=== READING PASSAGE ===
UI/UX Cheatsheet

While different courses focus on different things, having a good user interface is important for any user facing product. While some elements of design are subjective, there are also some rules that are firmly established best practice, and you should ensure that your teams are following these from the very beginning, in the design sprint! Some of these elements will apply only to applications, but some apply to games as well.

Checklist

  • Navigation should be persistant throughout the site - it should show on every screen.
  • Clicking the back button is a design flaw, if it is required.
  • There should never be a place that you can navigate to that you cannot navigate back out of without clicking on home
  • Where you are in the navigation should be clear at all times
  • If you use tabs to navigate, there should never be more than one row of tabs

Common Failures

  • Using cards to navigate. Cards are data display elements, not navigation elements.
  • Failing to highlight current location in some visual way
  • Having the navigation disappear on certain screens, with only a back button to return you to the normal flow
  • Having mobile navigation lose functionality

Validation

Checklist

  • Validation on fields should happen for all form fields simultaneously, not one at a time
  • Validation should provide feedback by the field that is problematic, not at the top or bottom of the form
  • Validation should provide what is wrong with the entered data
  • Validation should exist for all fields where there are valid and invalid input possibilities
  • All required fields should be marked as required
  • All fields requiring a specific format should display that format PRIOR to form submission
  • If there are length validations, do not allow input of length greater than those limits
  • If there are file type limitations on an upload, do not allow other filetypes in the file chooser dialog
  • Use specific input type widgets wherever possible - don't convert a text input to a date, use a date input

Common Failures

  • Not accounting for long (try pasting the bee movie script) or nonbreaking (try holding down a key for a long time) strings in text inputs. These can often break the UI.

(Records of labeled boxes)
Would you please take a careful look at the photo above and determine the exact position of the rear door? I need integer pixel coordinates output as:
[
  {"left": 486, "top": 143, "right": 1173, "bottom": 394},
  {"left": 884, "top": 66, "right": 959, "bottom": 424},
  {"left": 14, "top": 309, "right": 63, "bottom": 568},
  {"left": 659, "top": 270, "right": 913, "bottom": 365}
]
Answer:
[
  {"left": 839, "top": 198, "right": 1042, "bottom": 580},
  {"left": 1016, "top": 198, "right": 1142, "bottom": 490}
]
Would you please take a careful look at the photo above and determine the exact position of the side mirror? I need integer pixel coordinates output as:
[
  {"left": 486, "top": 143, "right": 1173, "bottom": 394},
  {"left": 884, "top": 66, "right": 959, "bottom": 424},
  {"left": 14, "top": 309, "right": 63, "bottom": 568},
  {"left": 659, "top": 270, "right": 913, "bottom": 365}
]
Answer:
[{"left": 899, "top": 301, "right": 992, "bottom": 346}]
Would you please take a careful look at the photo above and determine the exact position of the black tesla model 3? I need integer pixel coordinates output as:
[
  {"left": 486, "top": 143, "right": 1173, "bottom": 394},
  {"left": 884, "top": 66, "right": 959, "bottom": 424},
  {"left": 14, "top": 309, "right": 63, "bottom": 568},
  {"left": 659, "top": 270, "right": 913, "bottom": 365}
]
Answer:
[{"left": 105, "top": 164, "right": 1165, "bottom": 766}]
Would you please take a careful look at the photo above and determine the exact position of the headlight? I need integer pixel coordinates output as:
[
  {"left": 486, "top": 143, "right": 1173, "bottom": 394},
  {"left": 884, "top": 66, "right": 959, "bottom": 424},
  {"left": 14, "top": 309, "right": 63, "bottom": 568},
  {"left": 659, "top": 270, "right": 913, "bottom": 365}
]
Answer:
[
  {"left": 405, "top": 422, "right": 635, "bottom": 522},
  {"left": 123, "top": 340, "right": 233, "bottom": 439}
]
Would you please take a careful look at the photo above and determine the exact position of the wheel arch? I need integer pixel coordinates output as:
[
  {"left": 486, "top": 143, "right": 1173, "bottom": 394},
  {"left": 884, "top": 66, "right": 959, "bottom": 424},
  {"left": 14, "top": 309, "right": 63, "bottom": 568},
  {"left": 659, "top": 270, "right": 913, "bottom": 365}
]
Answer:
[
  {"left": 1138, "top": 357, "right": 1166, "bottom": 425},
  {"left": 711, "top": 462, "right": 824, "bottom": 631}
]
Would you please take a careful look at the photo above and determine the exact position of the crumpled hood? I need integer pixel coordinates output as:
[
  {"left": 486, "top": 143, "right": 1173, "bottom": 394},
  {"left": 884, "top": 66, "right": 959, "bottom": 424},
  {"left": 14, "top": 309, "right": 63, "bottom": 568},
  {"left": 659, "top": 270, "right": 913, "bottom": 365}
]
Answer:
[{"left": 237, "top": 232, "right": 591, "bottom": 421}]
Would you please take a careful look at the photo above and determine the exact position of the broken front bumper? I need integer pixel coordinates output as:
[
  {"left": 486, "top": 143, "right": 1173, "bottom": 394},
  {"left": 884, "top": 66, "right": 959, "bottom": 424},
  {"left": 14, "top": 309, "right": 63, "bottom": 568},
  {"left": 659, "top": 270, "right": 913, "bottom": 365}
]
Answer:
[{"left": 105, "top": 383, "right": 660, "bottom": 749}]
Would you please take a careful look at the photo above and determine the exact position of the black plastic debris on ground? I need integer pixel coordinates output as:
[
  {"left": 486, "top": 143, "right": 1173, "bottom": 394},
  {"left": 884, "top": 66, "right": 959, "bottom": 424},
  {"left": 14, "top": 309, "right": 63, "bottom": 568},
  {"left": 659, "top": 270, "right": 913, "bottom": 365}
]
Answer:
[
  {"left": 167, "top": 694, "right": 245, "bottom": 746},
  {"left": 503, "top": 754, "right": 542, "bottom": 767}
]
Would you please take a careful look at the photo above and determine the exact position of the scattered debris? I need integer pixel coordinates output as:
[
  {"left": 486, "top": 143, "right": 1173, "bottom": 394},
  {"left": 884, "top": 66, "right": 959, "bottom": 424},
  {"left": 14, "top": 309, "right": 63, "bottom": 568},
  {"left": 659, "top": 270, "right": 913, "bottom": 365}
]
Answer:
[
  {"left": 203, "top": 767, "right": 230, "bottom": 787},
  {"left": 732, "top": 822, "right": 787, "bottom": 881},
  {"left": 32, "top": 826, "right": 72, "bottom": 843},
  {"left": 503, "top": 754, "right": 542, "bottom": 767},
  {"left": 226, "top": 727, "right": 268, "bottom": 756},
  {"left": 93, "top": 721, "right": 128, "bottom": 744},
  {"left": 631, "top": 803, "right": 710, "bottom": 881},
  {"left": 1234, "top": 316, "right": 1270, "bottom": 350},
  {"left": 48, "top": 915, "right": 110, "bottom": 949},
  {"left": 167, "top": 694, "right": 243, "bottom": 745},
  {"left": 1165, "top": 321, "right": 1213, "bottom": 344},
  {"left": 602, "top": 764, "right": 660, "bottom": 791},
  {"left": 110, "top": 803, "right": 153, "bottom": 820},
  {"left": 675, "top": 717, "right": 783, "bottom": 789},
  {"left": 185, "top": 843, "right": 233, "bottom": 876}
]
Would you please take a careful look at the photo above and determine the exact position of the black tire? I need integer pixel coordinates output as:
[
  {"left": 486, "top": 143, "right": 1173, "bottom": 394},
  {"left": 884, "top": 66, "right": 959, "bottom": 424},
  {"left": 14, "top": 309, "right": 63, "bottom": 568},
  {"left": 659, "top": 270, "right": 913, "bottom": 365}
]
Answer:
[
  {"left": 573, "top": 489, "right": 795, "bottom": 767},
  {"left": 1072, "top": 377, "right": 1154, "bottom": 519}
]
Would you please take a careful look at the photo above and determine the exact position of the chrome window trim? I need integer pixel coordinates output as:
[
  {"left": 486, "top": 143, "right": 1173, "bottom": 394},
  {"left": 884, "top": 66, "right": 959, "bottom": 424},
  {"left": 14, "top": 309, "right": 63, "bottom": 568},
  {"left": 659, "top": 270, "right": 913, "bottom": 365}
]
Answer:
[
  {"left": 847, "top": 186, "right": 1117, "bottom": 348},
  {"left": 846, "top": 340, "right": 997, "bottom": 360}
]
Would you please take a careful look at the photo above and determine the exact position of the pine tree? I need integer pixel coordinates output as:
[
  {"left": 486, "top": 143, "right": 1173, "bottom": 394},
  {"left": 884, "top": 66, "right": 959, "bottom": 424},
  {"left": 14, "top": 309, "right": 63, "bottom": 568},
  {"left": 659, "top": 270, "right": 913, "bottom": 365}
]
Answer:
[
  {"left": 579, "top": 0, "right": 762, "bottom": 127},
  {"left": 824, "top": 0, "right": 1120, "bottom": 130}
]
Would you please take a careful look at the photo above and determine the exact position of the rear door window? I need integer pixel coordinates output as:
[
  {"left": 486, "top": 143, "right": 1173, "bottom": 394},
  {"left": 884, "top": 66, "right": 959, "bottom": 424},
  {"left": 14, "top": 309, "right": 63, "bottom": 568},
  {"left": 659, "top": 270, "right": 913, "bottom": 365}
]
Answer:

=== STATED TASK ===
Print the stretch of the UI/UX cheatsheet above from "While different courses" through "it is required.", copying it word for word.

=== SOLUTION TO THIS PROBLEM ===
While different courses focus on different things, having a good user interface is important for any user facing product. While some elements of design are subjective, there are also some rules that are firmly established best practice, and you should ensure that your teams are following these from the very beginning, in the design sprint! Some of these elements will apply only to applications, but some apply to games as well.

Checklist

  • Navigation should be persistant throughout the site - it should show on every screen.
  • Clicking the back button is a design flaw, if it is required.